* [PROVIDED TEXT]:
* BEGIN *

Student-led enterprise skills are skills that one can develop in conjunction with a student-led enterprise project. Such skills can apply in the workplace but can also be valuable life skills! Skills related to everything from budgeting to customer-facing communication to goal setting and planning can fit here, and the great part about student-led enterprises is that it can be an incredibly helpful context for finding ways to quantify student progress in a given area. 

Sample goal ideas and subcategories:


  • Learn about, receive training, and take on different roles and responsibilities related to the enterprise
  • Collaborate with peers
  • Make decisions with the group


  • Provide customer service (selling a product, communicating with the customer, providing the product/good)
  • Communicate with team members, leader, and supervisor
  • Share ideas of what is working, what are the challenges, and what to work on next
  • Create a business plan/presentation to share the main ideas of the enterprise, goals, and audience
  • Develop and implement marketing plans and strategies


  • Use critical thinking and creativity to approach problems as they arise (predetermined or spontaneous problems)
  • Create and implement a strategy to address problems with the team

Financial Awareness 

  • Set and follow a budget
  • Track money, cash flow, and costs of running the enterprise
  • Count and track money based on each purchase
  • Keep stock and inventory of products/goods

Goal-Setting and Planning 

  • Identify and establish goals with the team and individually
  • Plan activities based on goals
  • Track progress towards goals, adjust activities and goals as needed

Individualizing goal ideas:

Example 1: Financial Awareness - Count and track money based on each purchase 

“By 11/15, given at least two chances to review with instructor and unlimited chances to review with peers, Kevin will accurately document all income and expenditures from the October Candy Drive to within 10% of the correct total.” 

Example 2: Goal-Setting and Planning - Plan activities based on goals 

“By 3/1, given the class’s stated goal of reaching $500 in doughnut sales, Candace will share at least 3 ideas for ways the class can try to sell more doughnuts to reach their goal.” 

Work-Based Learning Experiences

On the surface Work-Based Learning Experiences might sound similar to On Site Learning, but the distinction we are making in this case is that while On Site Learning specifically refers to goals one might meet at a particular job training program, Work-Based Learning Experiences is more about the general process of career exploration and taking the next big steps in reaching different types of goals. 

So a student learning that the career they are most interested in will likely require going to graduate school might fall under the category of Work-Based Learning Experiences while a student learning how to keep a specific space prepped according to site protocol almost certainly falls under On Site Learning.

* END *

* [SHORT PROBLEM A]:
Can you update the student-led enterprise skills text, starting at "Student-led enterprise skills" and ending at "a given area.", so that "budgeting" is replaced with "bookkeeping"?

* [RECORD SET]:
* BEGIN *

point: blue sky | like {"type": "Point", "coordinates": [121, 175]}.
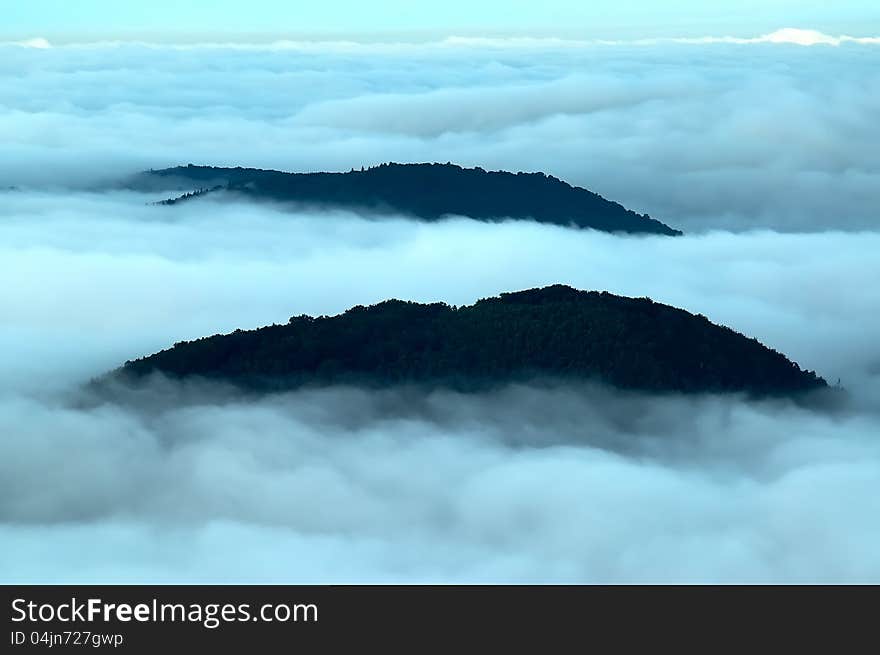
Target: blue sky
{"type": "Point", "coordinates": [200, 19]}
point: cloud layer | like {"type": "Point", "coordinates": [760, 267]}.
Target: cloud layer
{"type": "Point", "coordinates": [729, 135]}
{"type": "Point", "coordinates": [762, 150]}
{"type": "Point", "coordinates": [546, 483]}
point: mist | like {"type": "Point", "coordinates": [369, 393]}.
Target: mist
{"type": "Point", "coordinates": [760, 151]}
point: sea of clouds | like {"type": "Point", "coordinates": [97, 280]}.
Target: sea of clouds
{"type": "Point", "coordinates": [761, 151]}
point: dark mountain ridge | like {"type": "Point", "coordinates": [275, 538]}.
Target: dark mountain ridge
{"type": "Point", "coordinates": [425, 191]}
{"type": "Point", "coordinates": [555, 332]}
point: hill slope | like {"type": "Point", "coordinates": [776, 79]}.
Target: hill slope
{"type": "Point", "coordinates": [556, 332]}
{"type": "Point", "coordinates": [425, 191]}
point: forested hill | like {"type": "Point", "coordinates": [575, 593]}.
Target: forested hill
{"type": "Point", "coordinates": [425, 191]}
{"type": "Point", "coordinates": [555, 332]}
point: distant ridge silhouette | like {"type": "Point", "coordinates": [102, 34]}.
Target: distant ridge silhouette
{"type": "Point", "coordinates": [555, 332]}
{"type": "Point", "coordinates": [424, 191]}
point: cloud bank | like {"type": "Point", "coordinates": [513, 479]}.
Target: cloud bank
{"type": "Point", "coordinates": [542, 483]}
{"type": "Point", "coordinates": [763, 151]}
{"type": "Point", "coordinates": [701, 136]}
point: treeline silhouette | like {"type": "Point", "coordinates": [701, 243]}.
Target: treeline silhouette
{"type": "Point", "coordinates": [554, 332]}
{"type": "Point", "coordinates": [429, 192]}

* END *

* [SHORT PROBLEM B]:
Which lines of the records contain the string "Target"? Gather and copy each of them.

* [FINISHED ANSWER A]:
Student-led enterprise skills are skills that one can develop in conjunction with a student-led enterprise project. Such skills can apply in the workplace but can also be valuable life skills! Skills related to everything from bookkeeping to customer-facing communication to goal setting and planning can fit here, and the great part about student-led enterprises is that it can be an incredibly helpful context for finding ways to quantify student progress in a given area.

* [FINISHED ANSWER B]:
Target: blue sky
Target: cloud layer
Target: mist
Target: sea of clouds
Target: dark mountain ridge
Target: hill slope
Target: forested hill
Target: distant ridge silhouette
Target: cloud bank
Target: treeline silhouette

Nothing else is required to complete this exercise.